=== TRECHO DA NOTÍCIA ===

Publicado 05/11/2024 21:07
São Paulo - O jurista Miguel Reale Júnior fez duras críticas ontem ao que chamou de "sequestro" do Orçamento do País pelo Legislativo por meio das emendas parlamentares. Para o ex-ministro da Justiça, o Brasil vive um momento de "podridão", em que o interesse público deu lugar ao interesse particular de deputados e senadores.
Publicidade"O Legislativo pôs a mão no Orçamento. Se já é difícil para o Executivo cumprir seu papel com as despesas obrigatórias, com esse sequestro de receita por parte do Legislativo, o Executivo fica com as mãos atadas", disse o jurista no encerramento do 9.º Seminário Caminhos Contra a Corrupção, promovido pelo Estadão e pelo Instituto Não Aceito Corrupção (Inac). "Estamos vivendo uma podridão, vendo o dinheiro indo para o ralo, vendo ações que priorizam atendimento pessoal de parlamentares. Acabou o interesse público, este é o quadro."

=== TRECHOS DOS DADOS ===

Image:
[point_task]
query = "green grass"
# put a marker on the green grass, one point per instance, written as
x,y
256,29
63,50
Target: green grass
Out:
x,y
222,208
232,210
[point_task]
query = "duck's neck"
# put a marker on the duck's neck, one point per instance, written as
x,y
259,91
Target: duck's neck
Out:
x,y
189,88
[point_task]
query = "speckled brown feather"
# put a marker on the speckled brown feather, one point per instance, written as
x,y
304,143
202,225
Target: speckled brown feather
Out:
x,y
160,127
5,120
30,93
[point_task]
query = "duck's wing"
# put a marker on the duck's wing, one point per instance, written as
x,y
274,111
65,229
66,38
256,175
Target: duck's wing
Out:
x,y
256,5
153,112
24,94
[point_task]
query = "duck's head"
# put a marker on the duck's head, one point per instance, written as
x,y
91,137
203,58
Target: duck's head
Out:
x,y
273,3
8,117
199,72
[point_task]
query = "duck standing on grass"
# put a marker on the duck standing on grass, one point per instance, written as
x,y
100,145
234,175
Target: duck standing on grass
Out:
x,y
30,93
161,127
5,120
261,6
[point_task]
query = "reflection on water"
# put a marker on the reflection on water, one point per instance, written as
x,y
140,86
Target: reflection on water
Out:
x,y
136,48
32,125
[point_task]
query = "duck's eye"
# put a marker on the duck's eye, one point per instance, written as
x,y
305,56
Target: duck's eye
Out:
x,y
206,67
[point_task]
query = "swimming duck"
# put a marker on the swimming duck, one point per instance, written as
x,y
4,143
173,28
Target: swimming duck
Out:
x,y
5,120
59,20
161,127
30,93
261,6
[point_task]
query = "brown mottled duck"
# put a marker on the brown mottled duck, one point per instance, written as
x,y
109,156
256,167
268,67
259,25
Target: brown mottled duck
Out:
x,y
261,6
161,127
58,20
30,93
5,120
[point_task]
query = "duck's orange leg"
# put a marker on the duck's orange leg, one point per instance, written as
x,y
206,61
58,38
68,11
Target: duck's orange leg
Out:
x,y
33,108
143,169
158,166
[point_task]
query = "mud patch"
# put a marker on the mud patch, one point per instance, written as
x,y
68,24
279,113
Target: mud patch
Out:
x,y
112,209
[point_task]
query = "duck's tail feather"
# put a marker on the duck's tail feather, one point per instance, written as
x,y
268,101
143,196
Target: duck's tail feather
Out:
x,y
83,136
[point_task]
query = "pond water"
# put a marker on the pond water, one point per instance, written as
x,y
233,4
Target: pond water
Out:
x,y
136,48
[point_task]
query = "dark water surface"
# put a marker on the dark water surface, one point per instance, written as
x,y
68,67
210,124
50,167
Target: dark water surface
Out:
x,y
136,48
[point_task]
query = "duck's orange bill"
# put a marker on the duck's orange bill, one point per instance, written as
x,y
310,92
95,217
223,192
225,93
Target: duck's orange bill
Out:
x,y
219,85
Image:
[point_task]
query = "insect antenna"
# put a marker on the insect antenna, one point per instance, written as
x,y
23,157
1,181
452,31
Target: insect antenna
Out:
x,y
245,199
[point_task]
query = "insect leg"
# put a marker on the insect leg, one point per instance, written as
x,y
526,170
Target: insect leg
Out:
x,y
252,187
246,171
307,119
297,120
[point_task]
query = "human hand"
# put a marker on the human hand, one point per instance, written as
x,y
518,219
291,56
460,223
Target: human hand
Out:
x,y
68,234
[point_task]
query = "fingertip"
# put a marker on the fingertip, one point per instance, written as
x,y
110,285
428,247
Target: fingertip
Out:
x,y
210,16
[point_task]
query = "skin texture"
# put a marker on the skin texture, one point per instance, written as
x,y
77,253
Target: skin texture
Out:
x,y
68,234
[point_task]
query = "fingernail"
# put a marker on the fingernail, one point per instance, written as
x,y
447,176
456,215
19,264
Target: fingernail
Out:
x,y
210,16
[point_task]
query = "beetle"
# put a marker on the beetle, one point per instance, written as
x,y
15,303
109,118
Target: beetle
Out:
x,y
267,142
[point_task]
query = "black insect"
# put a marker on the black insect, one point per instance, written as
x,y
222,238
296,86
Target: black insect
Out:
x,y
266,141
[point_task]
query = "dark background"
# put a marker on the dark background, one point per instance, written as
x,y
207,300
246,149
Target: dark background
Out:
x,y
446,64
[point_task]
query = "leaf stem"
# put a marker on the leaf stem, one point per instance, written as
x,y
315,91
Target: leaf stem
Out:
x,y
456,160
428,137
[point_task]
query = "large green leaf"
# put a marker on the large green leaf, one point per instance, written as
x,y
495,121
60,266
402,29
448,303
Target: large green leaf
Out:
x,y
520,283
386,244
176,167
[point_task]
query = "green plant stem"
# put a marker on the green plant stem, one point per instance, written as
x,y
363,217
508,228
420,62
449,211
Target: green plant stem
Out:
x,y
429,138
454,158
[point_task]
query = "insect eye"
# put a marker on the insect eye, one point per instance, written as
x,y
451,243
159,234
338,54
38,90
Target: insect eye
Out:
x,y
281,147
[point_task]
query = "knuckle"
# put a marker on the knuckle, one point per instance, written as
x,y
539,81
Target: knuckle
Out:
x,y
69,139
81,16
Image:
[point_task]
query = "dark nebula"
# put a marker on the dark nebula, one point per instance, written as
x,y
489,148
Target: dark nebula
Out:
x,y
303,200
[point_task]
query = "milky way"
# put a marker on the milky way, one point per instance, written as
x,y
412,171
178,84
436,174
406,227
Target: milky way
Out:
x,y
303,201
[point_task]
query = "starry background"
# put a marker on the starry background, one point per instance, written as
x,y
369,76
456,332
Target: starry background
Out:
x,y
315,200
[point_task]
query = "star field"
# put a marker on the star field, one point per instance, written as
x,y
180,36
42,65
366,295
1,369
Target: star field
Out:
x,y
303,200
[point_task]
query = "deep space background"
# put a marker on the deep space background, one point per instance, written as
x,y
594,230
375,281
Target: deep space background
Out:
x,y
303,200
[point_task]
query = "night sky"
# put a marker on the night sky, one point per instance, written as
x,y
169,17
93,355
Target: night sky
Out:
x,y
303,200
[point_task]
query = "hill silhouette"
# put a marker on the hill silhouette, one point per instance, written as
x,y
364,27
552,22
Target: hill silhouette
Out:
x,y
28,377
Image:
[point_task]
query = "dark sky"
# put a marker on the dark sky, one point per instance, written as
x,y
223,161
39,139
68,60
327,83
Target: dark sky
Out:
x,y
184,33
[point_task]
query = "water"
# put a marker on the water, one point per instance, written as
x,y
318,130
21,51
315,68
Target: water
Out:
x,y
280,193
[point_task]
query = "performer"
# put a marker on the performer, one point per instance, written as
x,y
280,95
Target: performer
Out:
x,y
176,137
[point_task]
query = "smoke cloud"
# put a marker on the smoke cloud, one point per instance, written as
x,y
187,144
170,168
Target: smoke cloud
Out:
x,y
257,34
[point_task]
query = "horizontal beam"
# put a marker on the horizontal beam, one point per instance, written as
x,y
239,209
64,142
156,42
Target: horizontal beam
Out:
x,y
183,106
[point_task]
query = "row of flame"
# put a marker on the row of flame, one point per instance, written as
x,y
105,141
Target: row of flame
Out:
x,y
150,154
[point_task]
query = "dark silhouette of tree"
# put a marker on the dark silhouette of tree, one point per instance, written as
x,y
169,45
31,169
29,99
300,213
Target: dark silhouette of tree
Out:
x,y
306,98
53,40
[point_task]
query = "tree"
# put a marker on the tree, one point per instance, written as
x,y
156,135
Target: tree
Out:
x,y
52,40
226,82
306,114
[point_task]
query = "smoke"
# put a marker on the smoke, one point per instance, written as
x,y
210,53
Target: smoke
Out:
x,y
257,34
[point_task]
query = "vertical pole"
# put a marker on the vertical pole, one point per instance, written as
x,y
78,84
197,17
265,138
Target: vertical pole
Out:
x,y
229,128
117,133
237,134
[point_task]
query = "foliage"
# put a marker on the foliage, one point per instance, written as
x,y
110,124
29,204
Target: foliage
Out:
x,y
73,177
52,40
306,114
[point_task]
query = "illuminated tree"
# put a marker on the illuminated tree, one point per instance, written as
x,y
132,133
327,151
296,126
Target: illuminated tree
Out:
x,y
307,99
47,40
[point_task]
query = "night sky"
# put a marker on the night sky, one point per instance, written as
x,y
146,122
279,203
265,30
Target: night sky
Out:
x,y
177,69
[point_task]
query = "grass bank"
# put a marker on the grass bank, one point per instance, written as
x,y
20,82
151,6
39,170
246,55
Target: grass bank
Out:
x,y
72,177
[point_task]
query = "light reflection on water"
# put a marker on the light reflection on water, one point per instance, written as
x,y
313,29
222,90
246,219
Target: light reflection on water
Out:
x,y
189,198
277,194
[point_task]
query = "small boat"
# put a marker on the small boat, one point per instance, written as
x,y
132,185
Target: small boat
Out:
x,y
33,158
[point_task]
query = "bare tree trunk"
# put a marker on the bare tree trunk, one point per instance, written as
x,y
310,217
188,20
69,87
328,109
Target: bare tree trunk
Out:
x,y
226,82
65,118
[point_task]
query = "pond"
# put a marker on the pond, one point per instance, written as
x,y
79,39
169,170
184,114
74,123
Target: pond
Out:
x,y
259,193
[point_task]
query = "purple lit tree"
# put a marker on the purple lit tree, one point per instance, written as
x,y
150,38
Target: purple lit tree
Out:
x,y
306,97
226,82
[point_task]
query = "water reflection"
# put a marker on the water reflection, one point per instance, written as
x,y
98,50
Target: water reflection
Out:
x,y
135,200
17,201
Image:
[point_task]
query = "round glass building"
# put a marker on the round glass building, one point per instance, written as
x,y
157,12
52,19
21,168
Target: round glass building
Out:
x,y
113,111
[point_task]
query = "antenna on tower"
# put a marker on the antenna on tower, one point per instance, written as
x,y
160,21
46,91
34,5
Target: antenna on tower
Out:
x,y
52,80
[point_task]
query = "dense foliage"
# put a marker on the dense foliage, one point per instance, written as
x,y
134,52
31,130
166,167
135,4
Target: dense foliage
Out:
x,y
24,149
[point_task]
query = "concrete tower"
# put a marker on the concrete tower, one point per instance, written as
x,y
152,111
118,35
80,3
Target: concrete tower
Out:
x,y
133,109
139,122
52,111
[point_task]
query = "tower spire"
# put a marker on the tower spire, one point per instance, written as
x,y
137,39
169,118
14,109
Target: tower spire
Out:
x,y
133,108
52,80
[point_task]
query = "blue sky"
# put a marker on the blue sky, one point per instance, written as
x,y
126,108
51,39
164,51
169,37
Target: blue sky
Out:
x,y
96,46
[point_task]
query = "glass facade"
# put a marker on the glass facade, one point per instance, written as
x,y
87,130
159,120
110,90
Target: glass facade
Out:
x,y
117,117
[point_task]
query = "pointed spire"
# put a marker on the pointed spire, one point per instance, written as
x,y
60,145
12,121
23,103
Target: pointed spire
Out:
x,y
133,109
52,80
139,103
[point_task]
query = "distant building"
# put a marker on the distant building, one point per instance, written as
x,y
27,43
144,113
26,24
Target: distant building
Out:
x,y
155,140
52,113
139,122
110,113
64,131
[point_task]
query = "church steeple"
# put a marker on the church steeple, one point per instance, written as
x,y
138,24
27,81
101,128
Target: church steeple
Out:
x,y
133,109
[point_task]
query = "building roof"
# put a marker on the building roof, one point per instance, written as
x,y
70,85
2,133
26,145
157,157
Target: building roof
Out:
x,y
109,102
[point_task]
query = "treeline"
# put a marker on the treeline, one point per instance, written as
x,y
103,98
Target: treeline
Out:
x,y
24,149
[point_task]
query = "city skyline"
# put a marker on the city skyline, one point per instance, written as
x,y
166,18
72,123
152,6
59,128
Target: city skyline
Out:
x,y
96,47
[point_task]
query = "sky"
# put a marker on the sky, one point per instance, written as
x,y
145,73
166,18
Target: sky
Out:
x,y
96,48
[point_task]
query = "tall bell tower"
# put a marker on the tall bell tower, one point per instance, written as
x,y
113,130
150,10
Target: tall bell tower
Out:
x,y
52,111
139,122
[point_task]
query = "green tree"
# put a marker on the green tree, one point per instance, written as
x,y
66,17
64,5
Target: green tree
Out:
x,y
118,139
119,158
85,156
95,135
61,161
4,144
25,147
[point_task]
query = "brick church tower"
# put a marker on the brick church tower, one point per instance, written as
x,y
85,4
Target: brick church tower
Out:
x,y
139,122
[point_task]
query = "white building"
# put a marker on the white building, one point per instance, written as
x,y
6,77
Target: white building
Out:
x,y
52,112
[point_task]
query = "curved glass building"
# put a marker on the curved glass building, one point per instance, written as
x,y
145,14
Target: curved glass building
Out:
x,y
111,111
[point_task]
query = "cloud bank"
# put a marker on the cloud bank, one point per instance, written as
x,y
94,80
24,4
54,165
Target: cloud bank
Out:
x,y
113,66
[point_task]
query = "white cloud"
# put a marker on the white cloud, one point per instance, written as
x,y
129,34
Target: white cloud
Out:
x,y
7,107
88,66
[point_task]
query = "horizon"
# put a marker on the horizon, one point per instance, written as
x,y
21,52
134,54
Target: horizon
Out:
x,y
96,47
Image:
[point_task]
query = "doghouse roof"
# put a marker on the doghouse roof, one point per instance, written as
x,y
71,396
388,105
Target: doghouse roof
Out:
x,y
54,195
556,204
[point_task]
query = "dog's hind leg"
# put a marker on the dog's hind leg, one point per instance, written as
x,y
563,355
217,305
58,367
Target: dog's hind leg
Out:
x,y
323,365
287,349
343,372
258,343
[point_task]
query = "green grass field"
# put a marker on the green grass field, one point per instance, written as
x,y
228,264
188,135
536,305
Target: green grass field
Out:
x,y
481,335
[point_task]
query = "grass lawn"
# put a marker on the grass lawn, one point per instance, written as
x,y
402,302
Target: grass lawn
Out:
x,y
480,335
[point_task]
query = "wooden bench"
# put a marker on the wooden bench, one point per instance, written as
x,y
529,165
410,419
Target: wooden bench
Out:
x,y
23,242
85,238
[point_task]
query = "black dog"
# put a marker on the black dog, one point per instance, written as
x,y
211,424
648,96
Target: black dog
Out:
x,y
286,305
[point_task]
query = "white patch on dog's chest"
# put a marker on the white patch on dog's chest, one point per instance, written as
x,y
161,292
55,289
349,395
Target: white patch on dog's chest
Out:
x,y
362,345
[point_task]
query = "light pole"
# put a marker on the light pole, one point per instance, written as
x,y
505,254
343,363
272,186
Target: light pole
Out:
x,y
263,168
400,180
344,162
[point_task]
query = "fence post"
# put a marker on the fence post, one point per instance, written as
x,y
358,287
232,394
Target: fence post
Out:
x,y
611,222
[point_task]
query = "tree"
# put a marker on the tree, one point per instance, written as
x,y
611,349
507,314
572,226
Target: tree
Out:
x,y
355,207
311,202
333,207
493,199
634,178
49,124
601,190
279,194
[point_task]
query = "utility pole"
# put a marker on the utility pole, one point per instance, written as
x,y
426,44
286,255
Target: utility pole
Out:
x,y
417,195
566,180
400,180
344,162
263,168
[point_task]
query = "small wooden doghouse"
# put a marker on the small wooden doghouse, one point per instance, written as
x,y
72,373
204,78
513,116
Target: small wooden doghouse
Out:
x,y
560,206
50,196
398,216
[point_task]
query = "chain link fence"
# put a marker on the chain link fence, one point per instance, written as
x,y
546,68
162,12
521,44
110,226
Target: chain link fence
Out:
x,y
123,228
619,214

===

* **O QUE FAZER**: Reproduza tal e qual tudo o que vai de "Publicado 05/11/2024 21:07" até "deputados e senadores." na notícia. Responda usando só a notícia.

* **SOLUÇÃO DO EXERCÍCIO**:
Publicado 05/11/2024 21:07
São Paulo - O jurista Miguel Reale Júnior fez duras críticas ontem ao que chamou de "sequestro" do Orçamento do País pelo Legislativo por meio das emendas parlamentares. Para o ex-ministro da Justiça, o Brasil vive um momento de "podridão", em que o interesse público deu lugar ao interesse particular de deputados e senadores.